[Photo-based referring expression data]
-- -- --

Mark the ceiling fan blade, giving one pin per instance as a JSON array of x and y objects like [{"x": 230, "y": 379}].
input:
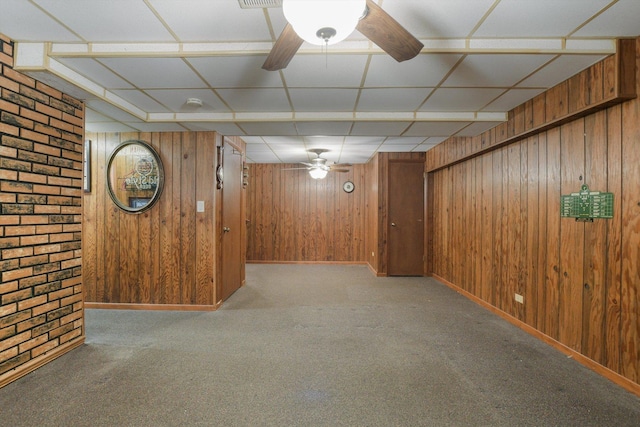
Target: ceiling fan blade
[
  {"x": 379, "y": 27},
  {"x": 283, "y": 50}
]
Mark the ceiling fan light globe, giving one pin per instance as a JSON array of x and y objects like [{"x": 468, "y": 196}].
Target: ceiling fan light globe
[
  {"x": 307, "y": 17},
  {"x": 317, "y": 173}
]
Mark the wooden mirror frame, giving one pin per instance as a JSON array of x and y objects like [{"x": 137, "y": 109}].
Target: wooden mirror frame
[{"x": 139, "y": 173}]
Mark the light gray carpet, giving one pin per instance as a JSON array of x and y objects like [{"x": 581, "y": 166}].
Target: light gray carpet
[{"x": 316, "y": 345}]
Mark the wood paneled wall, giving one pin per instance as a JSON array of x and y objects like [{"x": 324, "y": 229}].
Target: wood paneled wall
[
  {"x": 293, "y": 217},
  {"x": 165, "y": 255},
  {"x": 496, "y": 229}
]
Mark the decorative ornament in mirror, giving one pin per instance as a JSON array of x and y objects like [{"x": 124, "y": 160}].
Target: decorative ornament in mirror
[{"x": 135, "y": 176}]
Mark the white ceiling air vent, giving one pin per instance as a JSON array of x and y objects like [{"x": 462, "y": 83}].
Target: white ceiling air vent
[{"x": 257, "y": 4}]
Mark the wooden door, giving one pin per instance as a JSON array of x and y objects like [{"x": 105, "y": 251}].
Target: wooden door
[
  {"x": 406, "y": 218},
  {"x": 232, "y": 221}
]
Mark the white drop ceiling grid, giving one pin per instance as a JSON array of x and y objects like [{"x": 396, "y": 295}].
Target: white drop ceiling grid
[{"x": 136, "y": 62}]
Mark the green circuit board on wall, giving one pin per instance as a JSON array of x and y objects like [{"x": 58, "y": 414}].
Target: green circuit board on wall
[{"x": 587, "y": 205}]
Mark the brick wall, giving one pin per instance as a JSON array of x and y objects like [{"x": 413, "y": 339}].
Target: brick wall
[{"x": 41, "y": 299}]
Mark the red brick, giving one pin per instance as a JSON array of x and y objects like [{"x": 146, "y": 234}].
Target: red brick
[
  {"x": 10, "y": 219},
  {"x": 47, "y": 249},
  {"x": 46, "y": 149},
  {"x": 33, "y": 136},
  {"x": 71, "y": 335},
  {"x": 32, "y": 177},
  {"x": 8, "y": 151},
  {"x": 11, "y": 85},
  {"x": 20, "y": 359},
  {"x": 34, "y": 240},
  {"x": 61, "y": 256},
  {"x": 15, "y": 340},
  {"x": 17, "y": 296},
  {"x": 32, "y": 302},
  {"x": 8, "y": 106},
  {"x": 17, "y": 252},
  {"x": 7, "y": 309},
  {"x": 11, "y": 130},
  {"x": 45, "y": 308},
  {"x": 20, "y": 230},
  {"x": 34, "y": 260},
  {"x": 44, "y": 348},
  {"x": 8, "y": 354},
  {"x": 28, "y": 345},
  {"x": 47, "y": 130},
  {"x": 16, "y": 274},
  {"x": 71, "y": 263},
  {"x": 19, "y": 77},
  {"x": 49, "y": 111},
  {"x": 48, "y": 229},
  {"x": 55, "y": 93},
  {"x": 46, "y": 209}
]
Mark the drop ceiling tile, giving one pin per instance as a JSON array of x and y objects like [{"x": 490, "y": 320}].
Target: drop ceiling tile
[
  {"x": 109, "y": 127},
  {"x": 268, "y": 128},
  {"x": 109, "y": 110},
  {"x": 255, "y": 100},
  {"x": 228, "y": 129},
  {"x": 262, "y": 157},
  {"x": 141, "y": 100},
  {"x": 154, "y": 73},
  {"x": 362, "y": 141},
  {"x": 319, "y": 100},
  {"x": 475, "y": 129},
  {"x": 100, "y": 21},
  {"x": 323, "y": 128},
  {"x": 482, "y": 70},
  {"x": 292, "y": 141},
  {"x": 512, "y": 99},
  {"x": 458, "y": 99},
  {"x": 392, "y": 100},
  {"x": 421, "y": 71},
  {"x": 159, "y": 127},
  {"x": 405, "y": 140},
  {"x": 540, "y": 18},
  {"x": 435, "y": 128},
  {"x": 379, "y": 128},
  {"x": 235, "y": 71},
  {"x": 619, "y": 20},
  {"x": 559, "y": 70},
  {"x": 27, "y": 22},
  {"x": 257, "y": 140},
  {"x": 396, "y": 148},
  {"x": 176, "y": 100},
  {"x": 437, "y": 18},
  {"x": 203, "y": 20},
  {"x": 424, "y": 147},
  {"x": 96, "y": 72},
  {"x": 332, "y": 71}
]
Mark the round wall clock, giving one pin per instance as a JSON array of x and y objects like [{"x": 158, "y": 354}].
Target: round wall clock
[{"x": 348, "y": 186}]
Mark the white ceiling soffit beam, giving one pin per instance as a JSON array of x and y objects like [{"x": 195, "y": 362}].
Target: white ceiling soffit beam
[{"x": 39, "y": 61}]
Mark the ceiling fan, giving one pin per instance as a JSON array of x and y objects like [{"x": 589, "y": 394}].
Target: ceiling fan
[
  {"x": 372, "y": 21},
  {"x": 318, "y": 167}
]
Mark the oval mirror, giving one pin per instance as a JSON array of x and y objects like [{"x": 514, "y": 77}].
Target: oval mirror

-- -- --

[Exercise description] Bring together each line above where the string "oval" turns up.

[Problem solution]
Mark the oval mirror, giving one pin per instance as a JSON array of x and y objects like [{"x": 514, "y": 77}].
Target: oval mirror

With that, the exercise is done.